◆ WORK TO BE COMPLETED: Each line at or after the one containing "Reviewer note: every instance of the black" should be transcribed exactly, up to and including the final line of the data.

Point localization data
____________
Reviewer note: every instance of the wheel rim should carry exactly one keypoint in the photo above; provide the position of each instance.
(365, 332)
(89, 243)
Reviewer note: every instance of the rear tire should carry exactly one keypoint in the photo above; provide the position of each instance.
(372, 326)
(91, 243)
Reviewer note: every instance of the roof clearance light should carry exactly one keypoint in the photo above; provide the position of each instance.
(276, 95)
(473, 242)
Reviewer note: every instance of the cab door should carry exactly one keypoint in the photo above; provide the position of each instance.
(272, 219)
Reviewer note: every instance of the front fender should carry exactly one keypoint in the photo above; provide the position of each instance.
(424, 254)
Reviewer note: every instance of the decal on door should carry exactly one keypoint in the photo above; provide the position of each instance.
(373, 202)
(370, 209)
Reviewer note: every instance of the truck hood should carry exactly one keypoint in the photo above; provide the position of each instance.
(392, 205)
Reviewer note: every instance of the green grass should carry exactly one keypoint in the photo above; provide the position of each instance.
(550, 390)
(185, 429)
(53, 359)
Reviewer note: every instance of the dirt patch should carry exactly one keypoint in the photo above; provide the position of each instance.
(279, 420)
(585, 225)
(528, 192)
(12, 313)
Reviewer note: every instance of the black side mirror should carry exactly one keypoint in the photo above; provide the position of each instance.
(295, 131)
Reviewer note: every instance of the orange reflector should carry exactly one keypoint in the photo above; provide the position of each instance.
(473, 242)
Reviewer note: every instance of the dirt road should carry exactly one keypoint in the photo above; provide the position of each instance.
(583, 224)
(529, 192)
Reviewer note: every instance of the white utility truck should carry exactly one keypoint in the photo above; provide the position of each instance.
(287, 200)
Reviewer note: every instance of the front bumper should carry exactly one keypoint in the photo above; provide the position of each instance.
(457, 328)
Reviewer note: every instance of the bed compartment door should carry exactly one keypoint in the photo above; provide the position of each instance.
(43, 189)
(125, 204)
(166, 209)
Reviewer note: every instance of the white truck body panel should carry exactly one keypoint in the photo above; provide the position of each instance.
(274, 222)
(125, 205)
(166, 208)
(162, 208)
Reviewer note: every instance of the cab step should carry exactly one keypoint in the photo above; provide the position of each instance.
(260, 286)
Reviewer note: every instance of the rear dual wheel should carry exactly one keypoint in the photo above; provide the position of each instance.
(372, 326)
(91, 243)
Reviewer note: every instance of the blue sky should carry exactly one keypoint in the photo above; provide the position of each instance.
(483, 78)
____________
◆ ANSWER BOX:
Reviewer note: every instance of the black side mirror should carry exactly one keypoint in the photo above; provide the position of each instance.
(295, 131)
Reviewer note: every instance of the orange reflector should carry exactly one keypoint in the photo above; provide the position of each instance.
(473, 242)
Reviewer note: every instance of the dirt road should carry exactly one keypoint in the photo above; provide the position of each instance.
(583, 224)
(529, 192)
Reviewer note: every instance of the white utility truck should carry exactly one keypoint in the photo above; provide the position of each instance.
(287, 200)
Reviewer note: every instance of the front bumper should carry exactly one keypoint in the photo above; provide the position of each instance.
(457, 328)
Reviewer note: every instance of the bed compartment door should carry exactly one keypoint in the photo above; provide the position of each instance.
(43, 189)
(125, 204)
(166, 209)
Reviewer note: every instance of the white truck body panel should carry exactly one keypoint in the photo above; provide the position of each instance.
(274, 222)
(125, 205)
(166, 208)
(162, 208)
Reviewer note: every instance of the cab step should carry exactly one keypoint in the photo above; provide the position of each instance.
(260, 286)
Reviewer note: every instance of the rear dual wheel should carry exactly one keypoint in the photo above; provide the position of each instance.
(372, 326)
(91, 243)
Reviewer note: every instance of the blue sky should carry exactly one keypoint in the photo above; provide the position of each instance.
(483, 78)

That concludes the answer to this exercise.